> **Task statement**
Please output exactly the lines from the one that holds "of the hillside" through the final line of the data, and nothing else; leave out any pictures.

(Referring expression data)

•••

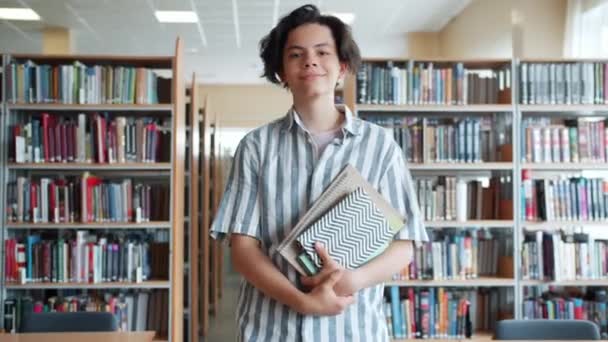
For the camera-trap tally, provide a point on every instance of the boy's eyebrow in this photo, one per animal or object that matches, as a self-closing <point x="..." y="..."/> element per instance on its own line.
<point x="302" y="48"/>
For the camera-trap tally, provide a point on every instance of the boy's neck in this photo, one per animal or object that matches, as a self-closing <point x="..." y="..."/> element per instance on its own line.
<point x="319" y="114"/>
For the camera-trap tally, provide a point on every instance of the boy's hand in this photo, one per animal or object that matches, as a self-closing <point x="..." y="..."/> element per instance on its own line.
<point x="348" y="283"/>
<point x="323" y="300"/>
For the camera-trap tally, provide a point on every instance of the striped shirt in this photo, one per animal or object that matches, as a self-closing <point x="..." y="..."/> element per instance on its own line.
<point x="275" y="177"/>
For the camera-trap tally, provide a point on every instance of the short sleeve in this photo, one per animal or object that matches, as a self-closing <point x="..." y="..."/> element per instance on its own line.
<point x="239" y="209"/>
<point x="397" y="187"/>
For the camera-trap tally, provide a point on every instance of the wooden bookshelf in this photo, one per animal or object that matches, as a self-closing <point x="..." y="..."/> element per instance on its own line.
<point x="205" y="265"/>
<point x="171" y="109"/>
<point x="92" y="107"/>
<point x="505" y="109"/>
<point x="194" y="224"/>
<point x="105" y="225"/>
<point x="477" y="336"/>
<point x="565" y="166"/>
<point x="574" y="282"/>
<point x="471" y="224"/>
<point x="489" y="166"/>
<point x="92" y="166"/>
<point x="544" y="109"/>
<point x="464" y="109"/>
<point x="152" y="284"/>
<point x="552" y="225"/>
<point x="474" y="282"/>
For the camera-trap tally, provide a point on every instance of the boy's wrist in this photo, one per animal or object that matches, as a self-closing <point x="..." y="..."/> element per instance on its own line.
<point x="302" y="303"/>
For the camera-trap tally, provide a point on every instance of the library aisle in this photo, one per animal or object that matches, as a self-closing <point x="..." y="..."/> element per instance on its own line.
<point x="222" y="325"/>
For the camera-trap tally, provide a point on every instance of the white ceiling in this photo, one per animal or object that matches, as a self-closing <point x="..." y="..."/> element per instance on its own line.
<point x="211" y="50"/>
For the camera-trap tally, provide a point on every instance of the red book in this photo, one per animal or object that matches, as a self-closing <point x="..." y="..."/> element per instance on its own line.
<point x="34" y="202"/>
<point x="46" y="152"/>
<point x="69" y="141"/>
<point x="75" y="142"/>
<point x="13" y="150"/>
<point x="91" y="275"/>
<point x="46" y="252"/>
<point x="92" y="182"/>
<point x="53" y="203"/>
<point x="64" y="142"/>
<point x="412" y="298"/>
<point x="50" y="130"/>
<point x="58" y="140"/>
<point x="528" y="193"/>
<point x="100" y="132"/>
<point x="19" y="259"/>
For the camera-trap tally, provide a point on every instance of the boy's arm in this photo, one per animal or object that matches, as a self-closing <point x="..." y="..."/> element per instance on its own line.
<point x="378" y="270"/>
<point x="258" y="269"/>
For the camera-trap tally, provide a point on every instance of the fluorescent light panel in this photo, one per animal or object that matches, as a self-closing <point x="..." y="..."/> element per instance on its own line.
<point x="347" y="18"/>
<point x="176" y="16"/>
<point x="18" y="14"/>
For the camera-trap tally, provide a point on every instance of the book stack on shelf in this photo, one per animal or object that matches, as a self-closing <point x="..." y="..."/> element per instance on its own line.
<point x="193" y="218"/>
<point x="91" y="201"/>
<point x="512" y="150"/>
<point x="564" y="267"/>
<point x="454" y="121"/>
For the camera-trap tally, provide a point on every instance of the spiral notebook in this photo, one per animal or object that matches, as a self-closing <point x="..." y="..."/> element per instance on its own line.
<point x="321" y="218"/>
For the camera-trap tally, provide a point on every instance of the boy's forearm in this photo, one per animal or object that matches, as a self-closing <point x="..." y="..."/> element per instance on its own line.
<point x="258" y="269"/>
<point x="380" y="269"/>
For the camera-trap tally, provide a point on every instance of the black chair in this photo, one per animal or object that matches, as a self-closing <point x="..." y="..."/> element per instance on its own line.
<point x="68" y="322"/>
<point x="544" y="329"/>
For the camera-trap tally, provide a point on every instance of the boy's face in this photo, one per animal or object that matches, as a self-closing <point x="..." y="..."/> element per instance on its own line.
<point x="311" y="66"/>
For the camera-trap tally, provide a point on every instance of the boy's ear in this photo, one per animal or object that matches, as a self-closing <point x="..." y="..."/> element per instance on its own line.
<point x="281" y="78"/>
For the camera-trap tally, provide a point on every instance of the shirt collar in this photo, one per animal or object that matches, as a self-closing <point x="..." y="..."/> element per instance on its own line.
<point x="351" y="124"/>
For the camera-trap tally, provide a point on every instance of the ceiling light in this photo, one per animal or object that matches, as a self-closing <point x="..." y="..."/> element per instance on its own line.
<point x="176" y="16"/>
<point x="347" y="18"/>
<point x="18" y="14"/>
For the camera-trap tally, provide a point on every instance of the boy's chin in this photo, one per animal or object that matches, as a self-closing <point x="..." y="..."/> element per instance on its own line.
<point x="315" y="92"/>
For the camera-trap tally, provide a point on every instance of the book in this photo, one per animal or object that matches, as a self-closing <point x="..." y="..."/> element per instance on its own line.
<point x="354" y="231"/>
<point x="346" y="182"/>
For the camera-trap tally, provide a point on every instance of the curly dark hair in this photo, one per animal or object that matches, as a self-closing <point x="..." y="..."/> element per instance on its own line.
<point x="272" y="45"/>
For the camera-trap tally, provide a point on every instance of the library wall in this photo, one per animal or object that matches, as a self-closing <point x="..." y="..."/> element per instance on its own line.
<point x="246" y="105"/>
<point x="484" y="29"/>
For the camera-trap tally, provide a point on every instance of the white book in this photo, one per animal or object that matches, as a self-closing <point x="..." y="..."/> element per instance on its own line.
<point x="142" y="311"/>
<point x="20" y="150"/>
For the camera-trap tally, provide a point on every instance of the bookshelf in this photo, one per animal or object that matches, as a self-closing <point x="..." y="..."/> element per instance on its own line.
<point x="88" y="189"/>
<point x="205" y="177"/>
<point x="562" y="102"/>
<point x="563" y="108"/>
<point x="435" y="110"/>
<point x="193" y="236"/>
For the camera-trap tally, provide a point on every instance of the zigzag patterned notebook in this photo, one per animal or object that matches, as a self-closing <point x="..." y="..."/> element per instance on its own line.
<point x="354" y="231"/>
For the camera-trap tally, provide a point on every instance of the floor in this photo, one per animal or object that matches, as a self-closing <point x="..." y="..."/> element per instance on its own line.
<point x="222" y="326"/>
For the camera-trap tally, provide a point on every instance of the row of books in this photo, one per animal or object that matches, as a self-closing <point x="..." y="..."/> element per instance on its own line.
<point x="564" y="83"/>
<point x="459" y="254"/>
<point x="557" y="256"/>
<point x="133" y="311"/>
<point x="85" y="258"/>
<point x="581" y="140"/>
<point x="98" y="138"/>
<point x="417" y="83"/>
<point x="572" y="303"/>
<point x="432" y="140"/>
<point x="442" y="313"/>
<point x="446" y="198"/>
<point x="574" y="198"/>
<point x="77" y="83"/>
<point x="86" y="199"/>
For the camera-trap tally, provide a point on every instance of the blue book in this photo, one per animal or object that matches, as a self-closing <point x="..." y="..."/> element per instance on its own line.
<point x="396" y="311"/>
<point x="31" y="241"/>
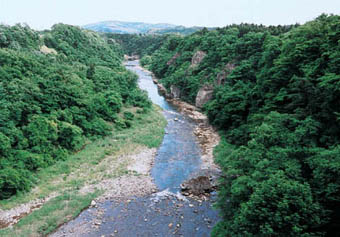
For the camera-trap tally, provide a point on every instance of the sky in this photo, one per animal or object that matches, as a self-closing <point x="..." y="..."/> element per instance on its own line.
<point x="42" y="14"/>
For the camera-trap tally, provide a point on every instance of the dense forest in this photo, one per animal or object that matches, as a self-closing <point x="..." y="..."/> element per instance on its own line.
<point x="138" y="44"/>
<point x="276" y="103"/>
<point x="58" y="90"/>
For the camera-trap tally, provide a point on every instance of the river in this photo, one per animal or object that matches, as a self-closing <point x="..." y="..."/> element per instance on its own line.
<point x="166" y="213"/>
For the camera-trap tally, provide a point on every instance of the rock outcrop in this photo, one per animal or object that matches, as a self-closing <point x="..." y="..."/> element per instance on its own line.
<point x="224" y="73"/>
<point x="173" y="59"/>
<point x="197" y="186"/>
<point x="204" y="95"/>
<point x="175" y="92"/>
<point x="131" y="58"/>
<point x="197" y="58"/>
<point x="46" y="50"/>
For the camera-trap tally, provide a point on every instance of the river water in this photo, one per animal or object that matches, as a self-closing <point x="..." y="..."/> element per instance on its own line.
<point x="166" y="213"/>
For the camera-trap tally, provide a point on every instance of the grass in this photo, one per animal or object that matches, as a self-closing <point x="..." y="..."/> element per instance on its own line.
<point x="99" y="160"/>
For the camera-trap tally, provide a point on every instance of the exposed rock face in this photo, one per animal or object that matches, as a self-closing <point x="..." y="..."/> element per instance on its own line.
<point x="197" y="58"/>
<point x="173" y="59"/>
<point x="175" y="92"/>
<point x="204" y="95"/>
<point x="46" y="50"/>
<point x="131" y="58"/>
<point x="224" y="73"/>
<point x="197" y="186"/>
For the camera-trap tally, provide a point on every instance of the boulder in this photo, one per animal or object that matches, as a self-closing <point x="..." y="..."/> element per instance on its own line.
<point x="197" y="58"/>
<point x="175" y="92"/>
<point x="204" y="95"/>
<point x="161" y="89"/>
<point x="197" y="186"/>
<point x="173" y="59"/>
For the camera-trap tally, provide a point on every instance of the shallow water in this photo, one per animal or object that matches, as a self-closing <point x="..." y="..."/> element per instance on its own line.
<point x="165" y="213"/>
<point x="179" y="154"/>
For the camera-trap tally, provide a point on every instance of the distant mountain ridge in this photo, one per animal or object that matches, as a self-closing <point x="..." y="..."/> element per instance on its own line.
<point x="122" y="27"/>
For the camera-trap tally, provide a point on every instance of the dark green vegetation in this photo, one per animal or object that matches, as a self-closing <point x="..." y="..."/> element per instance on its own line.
<point x="276" y="101"/>
<point x="133" y="44"/>
<point x="51" y="104"/>
<point x="121" y="27"/>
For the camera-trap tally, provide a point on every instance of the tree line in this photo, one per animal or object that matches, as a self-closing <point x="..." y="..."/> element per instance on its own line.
<point x="276" y="103"/>
<point x="53" y="102"/>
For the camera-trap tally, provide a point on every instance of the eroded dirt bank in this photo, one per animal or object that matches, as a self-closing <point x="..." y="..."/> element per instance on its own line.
<point x="185" y="154"/>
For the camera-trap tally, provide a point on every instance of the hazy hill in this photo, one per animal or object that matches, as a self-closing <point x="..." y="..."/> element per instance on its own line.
<point x="122" y="27"/>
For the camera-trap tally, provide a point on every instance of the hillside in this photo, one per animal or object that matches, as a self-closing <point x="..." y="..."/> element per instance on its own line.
<point x="58" y="90"/>
<point x="122" y="27"/>
<point x="273" y="93"/>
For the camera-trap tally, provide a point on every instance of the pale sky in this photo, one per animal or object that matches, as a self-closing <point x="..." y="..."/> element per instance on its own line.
<point x="42" y="14"/>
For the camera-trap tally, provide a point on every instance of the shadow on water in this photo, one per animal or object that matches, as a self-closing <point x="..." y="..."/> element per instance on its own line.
<point x="179" y="154"/>
<point x="165" y="213"/>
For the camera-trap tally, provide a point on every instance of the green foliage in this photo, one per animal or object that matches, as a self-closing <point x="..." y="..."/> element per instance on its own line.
<point x="51" y="103"/>
<point x="276" y="102"/>
<point x="133" y="44"/>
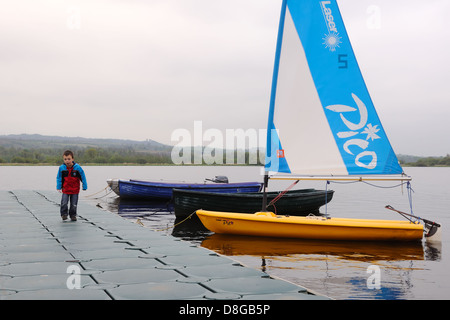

•••

> **Response area**
For the camera-trap tally, provide a point on every instance of the hillside in this photo, one per animal or object that matches, as a self-closing <point x="..." y="..."/> element per instance on its own line.
<point x="58" y="90"/>
<point x="122" y="27"/>
<point x="273" y="93"/>
For the camera-trap tally, provide a point on every instance of the pale sky in this photo, one per animal or object that matches, as a self-closing <point x="..." y="..."/> element per instance on its own line.
<point x="42" y="14"/>
For the camera-trap tally, provide a point on every instance of the shadow on water in this photo, one per animal or object that matches, as a self-closing <point x="..." y="..."/> element per instance on its own line.
<point x="179" y="154"/>
<point x="165" y="213"/>
For the camera-trap tally, provide a point on every instance of the green foliage in this photo, one per animal or object that matches, as a self-closing <point x="..." y="..."/> element per instance on its own line.
<point x="51" y="103"/>
<point x="276" y="102"/>
<point x="133" y="44"/>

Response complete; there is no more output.